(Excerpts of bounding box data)
= = =
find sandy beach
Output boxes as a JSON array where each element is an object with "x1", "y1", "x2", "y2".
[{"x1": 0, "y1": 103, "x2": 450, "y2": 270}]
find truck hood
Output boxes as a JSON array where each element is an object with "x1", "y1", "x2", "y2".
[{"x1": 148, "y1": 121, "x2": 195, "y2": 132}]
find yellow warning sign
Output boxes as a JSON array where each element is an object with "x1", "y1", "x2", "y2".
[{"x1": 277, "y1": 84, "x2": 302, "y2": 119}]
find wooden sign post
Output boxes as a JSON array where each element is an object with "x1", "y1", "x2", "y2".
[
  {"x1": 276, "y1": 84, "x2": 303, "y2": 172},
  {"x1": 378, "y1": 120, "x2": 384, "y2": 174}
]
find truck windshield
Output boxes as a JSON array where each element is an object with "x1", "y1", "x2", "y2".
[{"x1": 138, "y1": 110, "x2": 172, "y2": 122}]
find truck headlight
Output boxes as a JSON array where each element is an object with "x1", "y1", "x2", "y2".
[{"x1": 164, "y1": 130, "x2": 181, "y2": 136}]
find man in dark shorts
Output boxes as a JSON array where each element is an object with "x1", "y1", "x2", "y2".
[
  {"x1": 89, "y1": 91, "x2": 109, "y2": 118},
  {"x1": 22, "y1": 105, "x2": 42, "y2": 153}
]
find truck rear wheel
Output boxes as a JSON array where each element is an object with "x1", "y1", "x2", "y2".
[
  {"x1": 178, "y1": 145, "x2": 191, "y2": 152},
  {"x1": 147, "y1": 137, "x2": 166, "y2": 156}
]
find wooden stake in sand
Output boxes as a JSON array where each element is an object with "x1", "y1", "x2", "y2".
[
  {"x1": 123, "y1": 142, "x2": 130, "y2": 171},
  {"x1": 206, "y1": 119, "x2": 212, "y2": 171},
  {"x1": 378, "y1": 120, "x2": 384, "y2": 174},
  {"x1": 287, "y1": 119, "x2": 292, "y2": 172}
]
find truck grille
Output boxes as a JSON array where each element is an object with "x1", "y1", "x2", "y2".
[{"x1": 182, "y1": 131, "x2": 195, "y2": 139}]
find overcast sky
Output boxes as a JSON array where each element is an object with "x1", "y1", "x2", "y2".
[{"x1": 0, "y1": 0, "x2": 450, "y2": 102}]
= = =
# Work to do
Edit the lines starting with the line that contains "find overcast sky" and going on through the end of the material, changing "overcast" to "cloudy" and leaving everything else the same. Return only those edited lines.

# Solved exercise
find cloudy sky
Output boxes as a JSON array where each element is an object with "x1", "y1", "x2", "y2".
[{"x1": 0, "y1": 0, "x2": 450, "y2": 102}]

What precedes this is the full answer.